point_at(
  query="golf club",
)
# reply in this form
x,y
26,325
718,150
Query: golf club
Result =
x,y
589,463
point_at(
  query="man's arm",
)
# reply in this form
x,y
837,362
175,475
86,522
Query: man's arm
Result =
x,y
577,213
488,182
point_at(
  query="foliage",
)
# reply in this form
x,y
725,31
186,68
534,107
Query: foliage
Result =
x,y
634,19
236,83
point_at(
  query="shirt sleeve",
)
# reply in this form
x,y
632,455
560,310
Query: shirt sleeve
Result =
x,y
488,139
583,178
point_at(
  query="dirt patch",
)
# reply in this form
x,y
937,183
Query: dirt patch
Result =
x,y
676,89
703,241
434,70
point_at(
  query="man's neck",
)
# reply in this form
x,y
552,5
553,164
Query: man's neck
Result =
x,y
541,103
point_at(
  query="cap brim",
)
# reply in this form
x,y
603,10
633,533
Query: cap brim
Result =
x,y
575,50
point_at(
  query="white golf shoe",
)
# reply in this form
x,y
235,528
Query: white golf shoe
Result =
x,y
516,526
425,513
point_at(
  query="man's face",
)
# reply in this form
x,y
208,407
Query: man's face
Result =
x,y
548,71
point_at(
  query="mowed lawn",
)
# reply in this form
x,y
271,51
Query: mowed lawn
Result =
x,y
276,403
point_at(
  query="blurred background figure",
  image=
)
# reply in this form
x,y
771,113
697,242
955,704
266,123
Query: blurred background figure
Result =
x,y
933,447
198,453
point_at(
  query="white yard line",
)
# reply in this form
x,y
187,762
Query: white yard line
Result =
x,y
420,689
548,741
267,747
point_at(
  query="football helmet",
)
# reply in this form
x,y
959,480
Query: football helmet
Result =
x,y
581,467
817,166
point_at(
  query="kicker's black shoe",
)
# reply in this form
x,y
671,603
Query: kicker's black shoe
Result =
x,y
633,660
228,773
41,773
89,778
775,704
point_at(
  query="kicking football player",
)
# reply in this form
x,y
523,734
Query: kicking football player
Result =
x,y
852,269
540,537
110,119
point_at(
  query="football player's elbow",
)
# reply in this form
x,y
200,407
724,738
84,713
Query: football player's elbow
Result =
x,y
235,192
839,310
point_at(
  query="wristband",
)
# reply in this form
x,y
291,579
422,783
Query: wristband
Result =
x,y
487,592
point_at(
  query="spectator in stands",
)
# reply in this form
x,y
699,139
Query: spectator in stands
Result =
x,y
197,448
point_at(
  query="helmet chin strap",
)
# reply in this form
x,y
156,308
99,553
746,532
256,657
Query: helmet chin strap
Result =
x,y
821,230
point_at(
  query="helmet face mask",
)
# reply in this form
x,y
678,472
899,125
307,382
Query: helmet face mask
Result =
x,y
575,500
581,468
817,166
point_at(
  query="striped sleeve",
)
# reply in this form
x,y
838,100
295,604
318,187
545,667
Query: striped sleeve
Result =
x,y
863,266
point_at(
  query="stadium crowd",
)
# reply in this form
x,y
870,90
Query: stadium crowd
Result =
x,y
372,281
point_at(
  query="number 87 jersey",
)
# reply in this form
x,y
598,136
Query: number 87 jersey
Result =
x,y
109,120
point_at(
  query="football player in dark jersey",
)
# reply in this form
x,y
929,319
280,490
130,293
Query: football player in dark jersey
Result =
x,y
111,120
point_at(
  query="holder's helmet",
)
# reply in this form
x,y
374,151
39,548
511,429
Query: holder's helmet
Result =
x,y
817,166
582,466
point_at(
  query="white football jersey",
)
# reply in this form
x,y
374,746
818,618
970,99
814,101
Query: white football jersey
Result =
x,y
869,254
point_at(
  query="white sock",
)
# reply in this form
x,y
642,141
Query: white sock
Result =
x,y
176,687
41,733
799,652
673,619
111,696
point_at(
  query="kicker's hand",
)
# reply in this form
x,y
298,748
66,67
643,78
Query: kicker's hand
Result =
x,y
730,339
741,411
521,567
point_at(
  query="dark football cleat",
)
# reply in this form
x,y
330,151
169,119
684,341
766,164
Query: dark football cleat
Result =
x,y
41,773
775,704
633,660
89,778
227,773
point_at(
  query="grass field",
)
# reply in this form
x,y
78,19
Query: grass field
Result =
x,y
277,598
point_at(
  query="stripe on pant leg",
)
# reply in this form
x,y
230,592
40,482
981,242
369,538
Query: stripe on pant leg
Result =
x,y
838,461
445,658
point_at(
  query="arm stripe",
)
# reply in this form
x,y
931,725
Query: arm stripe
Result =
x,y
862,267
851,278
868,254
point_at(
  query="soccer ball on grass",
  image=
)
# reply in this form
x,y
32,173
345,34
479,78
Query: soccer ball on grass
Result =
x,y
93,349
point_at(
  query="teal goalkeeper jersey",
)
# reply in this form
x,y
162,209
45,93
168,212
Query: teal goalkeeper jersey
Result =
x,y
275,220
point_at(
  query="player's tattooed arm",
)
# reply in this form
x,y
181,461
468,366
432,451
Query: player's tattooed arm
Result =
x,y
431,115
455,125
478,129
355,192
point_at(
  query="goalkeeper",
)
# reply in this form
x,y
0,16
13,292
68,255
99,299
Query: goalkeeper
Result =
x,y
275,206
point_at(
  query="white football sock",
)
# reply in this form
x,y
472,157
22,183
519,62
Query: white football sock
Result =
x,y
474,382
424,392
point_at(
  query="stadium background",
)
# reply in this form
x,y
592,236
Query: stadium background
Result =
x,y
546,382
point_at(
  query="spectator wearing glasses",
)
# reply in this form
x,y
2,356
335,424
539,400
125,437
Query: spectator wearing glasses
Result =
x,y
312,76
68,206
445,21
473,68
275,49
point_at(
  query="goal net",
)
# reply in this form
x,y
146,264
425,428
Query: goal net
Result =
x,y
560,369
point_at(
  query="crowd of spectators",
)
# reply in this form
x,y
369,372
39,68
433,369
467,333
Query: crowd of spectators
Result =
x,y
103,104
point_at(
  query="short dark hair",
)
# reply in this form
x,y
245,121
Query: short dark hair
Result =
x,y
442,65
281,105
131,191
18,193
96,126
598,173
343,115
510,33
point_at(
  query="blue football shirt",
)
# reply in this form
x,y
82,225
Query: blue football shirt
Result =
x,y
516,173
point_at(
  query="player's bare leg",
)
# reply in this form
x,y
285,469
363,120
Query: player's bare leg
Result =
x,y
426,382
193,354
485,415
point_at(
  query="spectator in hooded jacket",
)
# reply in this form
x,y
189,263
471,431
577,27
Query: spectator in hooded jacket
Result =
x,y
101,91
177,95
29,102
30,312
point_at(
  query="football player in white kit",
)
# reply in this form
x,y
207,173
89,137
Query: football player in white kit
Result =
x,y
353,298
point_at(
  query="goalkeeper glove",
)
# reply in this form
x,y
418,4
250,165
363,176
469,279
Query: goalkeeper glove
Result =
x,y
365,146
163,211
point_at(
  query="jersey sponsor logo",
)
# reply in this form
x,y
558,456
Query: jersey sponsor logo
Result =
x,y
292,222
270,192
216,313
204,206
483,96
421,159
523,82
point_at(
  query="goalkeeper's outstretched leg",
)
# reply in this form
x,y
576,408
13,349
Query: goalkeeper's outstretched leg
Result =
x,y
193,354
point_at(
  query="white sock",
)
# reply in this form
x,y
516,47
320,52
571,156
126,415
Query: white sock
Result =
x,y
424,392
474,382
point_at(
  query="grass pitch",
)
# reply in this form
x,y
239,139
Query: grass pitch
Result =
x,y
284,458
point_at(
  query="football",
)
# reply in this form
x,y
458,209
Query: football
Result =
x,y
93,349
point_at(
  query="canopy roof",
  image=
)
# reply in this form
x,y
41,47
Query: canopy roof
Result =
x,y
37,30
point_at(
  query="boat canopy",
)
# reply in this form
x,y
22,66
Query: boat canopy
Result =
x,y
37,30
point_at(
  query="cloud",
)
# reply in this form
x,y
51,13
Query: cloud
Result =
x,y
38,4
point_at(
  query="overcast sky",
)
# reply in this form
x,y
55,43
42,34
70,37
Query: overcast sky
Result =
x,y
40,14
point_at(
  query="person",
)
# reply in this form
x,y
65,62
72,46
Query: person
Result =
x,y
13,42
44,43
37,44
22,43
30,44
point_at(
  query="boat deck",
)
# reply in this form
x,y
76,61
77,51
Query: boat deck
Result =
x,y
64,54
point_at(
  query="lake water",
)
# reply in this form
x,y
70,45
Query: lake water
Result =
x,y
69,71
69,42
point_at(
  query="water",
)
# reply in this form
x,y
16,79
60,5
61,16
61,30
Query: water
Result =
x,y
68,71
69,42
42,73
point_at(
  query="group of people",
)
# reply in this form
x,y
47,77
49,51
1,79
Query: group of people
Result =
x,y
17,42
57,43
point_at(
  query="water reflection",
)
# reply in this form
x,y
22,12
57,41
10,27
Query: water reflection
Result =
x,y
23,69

───

● Exercise objective
Return each line above that contains the word "sponsor". Treat uppercase and lowercase letters as different.

● Written solution
  query="jersey sponsor logo",
Query: jersey sponsor logo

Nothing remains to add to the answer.